-- Task objective --
Nothing may be left out or changed. Print every entry.

--- START ---

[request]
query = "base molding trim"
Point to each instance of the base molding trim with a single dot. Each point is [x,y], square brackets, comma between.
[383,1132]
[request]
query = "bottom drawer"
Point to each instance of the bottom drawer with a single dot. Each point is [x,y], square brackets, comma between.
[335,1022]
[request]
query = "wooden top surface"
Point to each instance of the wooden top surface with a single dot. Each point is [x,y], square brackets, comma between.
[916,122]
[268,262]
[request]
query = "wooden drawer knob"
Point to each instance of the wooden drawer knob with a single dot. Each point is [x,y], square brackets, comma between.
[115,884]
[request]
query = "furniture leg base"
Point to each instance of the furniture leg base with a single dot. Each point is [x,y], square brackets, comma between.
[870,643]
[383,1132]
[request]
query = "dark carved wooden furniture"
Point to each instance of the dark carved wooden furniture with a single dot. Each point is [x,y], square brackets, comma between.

--- END ---

-- Solution to the exercise --
[request]
query = "base molding trim"
Point to each instance of the base molding trim with a single dot. Each point is [x,y], square brackets, comma between.
[383,1132]
[request]
query = "bottom drawer"
Point to each instance of the bottom drawer with a single dot. Each point is [x,y], square brackets, comma between.
[335,1022]
[request]
query = "wooden top surface"
Point to each instance of the wooden top surface with a single dot. Each point is [x,y], square brackets, comma between.
[916,122]
[268,262]
[request]
query = "wooden drawer knob"
Point to each instance of the wooden drawer knob with a single dot. Each point is [x,y], square brackets, comma between.
[115,884]
[request]
query = "furniture leg base"
Point to each instance of the furniture leg base with a single dot. Each point is [x,y], square brackets, comma between.
[870,643]
[383,1132]
[request]
query = "dark carved wooden furniture"
Point to each instance of the dark carved wooden furniture with a single dot. Each point is [x,y], square brackets, comma between.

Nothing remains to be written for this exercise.